* **Testo della pagina**
++++++++++
E’ molto difficile riuscire ad essere equidistanti quando si ha che fare con vittime innocenti come i bambini. Da quando sono genitore, sono diventato molto vulnerabile da questo punto di vista. La vicenda di Lorys in particolare mi ha davvero segnato. Era poco più grande di mio figlio, e quando tutti noi cronisti eravamo fuori dalla scuola di Santacroce, ci rivedevo le facce dei compagni di classe di mio figlio, e persino il libro di testo che cercavamo nello zaino era lo stesso adottato da lui. Mi ha colpito in quella tragedia, la professionalità e la serietà dimostrata dalla Preside e dalle insegnanti, ma anche la maturità dei compagnetti di classe di Lorys, che da un giorno l’altro hanno dovuto conoscere la mostruosità della morte di un loro coetaneo. Della vicenda Shepp, non posso nemmeno immaginare il dolore e la disperazione provato da quella povera madre, a cui va tutta la mia solidarietà.

Hai seguito con grande determinazione gli ultimi sviluppi del caso di Angela Celentano, arrivando fino in Messico. Credi si arriverà mai alla verità su questo caso?

Non lo so. Fino a che non c’è stato il vertice Italia Messico del 2015, in cui si è parlato anche di Angela Celentano, le autorità Nord americane non avevano combinato assolutamente nulla. Il fatto che il Governo messicano abbia recentemente messo una taglia di circa 89 mila euro per avere notizie su Celeste Ruiz non è un bel segnale. L’impressione è che vogliano rispettare l’impegno preso con il Governo italiano ma non sappiano realmente che pesci prendere. Comunque quella foto a qualcuno deve appartenere. Nel profilo di Celeste Ruiz, prima che venisse cancellato, c’erano anche le foto di un’altra ragazza. In una in particolare si intravedeva il distintivo di una scuola del nord del Messico. Una volta individuata la scuola, volai lì per la seconda volta e rintracciai la ragazza in questione. Si chiama Jennifer e non aveva nulla a che fare con Angela Celentano. Qualcuno le aveva rubato a sua insaputa le foto dal profilo Facebook ed erano finite su quello della sedicente Celeste Ruiz. Staremo a vedere, ora, se almeno i soldi smuoveranno qualche coscienza.
++++++++++
* **Voci disponibili**
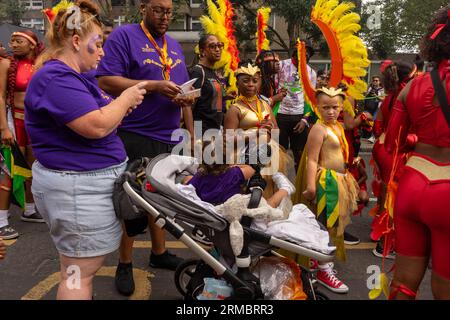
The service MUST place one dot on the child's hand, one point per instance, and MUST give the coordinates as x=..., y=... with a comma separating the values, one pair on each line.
x=309, y=194
x=2, y=249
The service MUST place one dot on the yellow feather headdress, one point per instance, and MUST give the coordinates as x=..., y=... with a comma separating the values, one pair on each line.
x=51, y=13
x=219, y=22
x=262, y=22
x=349, y=58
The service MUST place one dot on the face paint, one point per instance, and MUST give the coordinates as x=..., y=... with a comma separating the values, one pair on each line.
x=92, y=44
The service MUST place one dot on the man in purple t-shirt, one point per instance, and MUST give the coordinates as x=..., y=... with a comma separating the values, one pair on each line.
x=133, y=53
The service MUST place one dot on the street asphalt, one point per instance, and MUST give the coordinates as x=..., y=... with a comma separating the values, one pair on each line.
x=30, y=270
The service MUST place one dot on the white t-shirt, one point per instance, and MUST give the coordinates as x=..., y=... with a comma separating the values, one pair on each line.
x=293, y=103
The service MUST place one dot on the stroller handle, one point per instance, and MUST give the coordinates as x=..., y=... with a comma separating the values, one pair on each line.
x=133, y=167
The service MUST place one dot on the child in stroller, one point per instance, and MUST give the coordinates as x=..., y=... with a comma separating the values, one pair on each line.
x=156, y=192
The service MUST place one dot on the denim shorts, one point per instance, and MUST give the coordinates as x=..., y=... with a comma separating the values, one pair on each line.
x=78, y=208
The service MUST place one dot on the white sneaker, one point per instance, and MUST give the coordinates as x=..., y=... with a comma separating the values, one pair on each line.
x=282, y=182
x=328, y=279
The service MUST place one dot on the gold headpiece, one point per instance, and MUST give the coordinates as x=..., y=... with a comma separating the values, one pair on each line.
x=250, y=70
x=331, y=92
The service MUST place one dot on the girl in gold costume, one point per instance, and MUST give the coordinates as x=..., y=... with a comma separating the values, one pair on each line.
x=330, y=189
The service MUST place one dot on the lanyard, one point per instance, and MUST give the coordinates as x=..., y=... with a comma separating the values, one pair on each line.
x=258, y=107
x=162, y=53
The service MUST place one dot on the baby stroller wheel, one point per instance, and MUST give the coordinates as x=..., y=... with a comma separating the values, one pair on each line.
x=184, y=273
x=321, y=296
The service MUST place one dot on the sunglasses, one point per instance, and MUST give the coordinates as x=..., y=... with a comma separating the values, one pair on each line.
x=214, y=46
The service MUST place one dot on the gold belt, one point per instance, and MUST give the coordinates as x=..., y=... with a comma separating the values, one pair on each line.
x=429, y=169
x=19, y=115
x=382, y=138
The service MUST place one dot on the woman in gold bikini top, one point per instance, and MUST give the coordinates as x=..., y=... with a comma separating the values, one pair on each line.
x=248, y=117
x=249, y=111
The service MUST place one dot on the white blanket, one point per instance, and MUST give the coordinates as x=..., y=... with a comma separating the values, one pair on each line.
x=301, y=227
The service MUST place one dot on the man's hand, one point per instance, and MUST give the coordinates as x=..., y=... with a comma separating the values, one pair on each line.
x=300, y=126
x=184, y=102
x=167, y=88
x=7, y=137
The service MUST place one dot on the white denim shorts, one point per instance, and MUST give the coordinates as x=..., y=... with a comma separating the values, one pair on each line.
x=78, y=208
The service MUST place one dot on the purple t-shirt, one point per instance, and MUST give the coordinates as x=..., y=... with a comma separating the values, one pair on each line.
x=218, y=189
x=56, y=96
x=130, y=54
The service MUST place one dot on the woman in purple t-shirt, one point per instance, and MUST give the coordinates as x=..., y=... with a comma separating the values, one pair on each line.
x=72, y=125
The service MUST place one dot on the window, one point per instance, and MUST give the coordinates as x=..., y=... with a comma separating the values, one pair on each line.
x=195, y=24
x=118, y=21
x=33, y=4
x=195, y=3
x=178, y=24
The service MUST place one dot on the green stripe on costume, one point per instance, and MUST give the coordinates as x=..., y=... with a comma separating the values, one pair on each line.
x=328, y=196
x=19, y=170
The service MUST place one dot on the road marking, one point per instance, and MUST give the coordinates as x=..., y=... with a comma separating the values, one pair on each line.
x=180, y=245
x=361, y=246
x=9, y=242
x=141, y=280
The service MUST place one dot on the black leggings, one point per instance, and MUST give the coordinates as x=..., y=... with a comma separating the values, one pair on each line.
x=290, y=139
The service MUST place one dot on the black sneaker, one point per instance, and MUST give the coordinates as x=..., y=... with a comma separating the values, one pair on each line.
x=378, y=251
x=350, y=239
x=124, y=279
x=199, y=236
x=166, y=260
x=7, y=233
x=35, y=217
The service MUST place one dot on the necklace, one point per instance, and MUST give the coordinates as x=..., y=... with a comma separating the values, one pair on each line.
x=258, y=110
x=341, y=137
x=165, y=60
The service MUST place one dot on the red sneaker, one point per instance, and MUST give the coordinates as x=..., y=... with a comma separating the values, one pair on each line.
x=329, y=280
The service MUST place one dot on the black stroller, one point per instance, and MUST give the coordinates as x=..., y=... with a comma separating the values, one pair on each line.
x=149, y=187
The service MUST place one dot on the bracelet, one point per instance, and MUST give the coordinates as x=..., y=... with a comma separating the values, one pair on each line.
x=363, y=117
x=306, y=122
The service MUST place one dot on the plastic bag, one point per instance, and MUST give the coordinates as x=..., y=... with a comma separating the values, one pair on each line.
x=215, y=289
x=280, y=279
++++++++++
* **Consegna 1**
Rispondi a ciascuna domanda sul testo della pagina, contrassegnando le risposte con le stesse lettere.
(a) Fuori da quale scuola si trovavano i cronisti durante la vicenda di Lorys?
(b) A quanto ammonta la taglia messa dal Governo messicano per avere notizie su Celeste Ruiz?
(c) Come si chiama la ragazza rintracciata grazie al distintivo di una scuola del nord del Messico?
* **Consegna 2**
Riporta come elenco numerato, senza righe vuote, la parte delle voci che si apre con la riga contenente "The service MUST place one dot on the man in" e si chiude con quella contenente "x=330, y=189", estremi compresi.
Il testo della pagina e le voci non hanno alcun legame tra loro.

* **Risultato atteso 1**
(a) La scuola di Santacroce.
(b) Circa 89 mila euro.
(c) Jennifer.

* **Risultato atteso 2**
1. The service MUST place one dot on the man in purple t-shirt, one point per instance, and MUST give the coordinates as x=..., y=... with a comma separating the values, one pair on each line.
2. x=133, y=53
3. The service MUST place one dot on the street asphalt, one point per instance, and MUST give the coordinates as x=..., y=... with a comma separating the values, one pair on each line.
4. x=30, y=270
5. The service MUST place one dot on the white t-shirt, one point per instance, and MUST give the coordinates as x=..., y=... with a comma separating the values, one pair on each line.
6. x=293, y=103
7. The service MUST place one dot on the stroller handle, one point per instance, and MUST give the coordinates as x=..., y=... with a comma separating the values, one pair on each line.
8. x=133, y=167
9. The service MUST place one dot on the child in stroller, one point per instance, and MUST give the coordinates as x=..., y=... with a comma separating the values, one pair on each line.
10. x=156, y=192
11. The service MUST place one dot on the denim shorts, one point per instance, and MUST give the coordinates as x=..., y=... with a comma separating the values, one pair on each line.
12. x=78, y=208
13. The service MUST place one dot on the white sneaker, one point per instance, and MUST give the coordinates as x=..., y=... with a comma separating the values, one pair on each line.
14. x=282, y=182
15. x=328, y=279
16. The service MUST place one dot on the gold headpiece, one point per instance, and MUST give the coordinates as x=..., y=... with a comma separating the values, one pair on each line.
17. x=250, y=70
18. x=331, y=92
19. The service MUST place one dot on the girl in gold costume, one point per instance, and MUST give the coordinates as x=..., y=... with a comma separating the values, one pair on each line.
20. x=330, y=189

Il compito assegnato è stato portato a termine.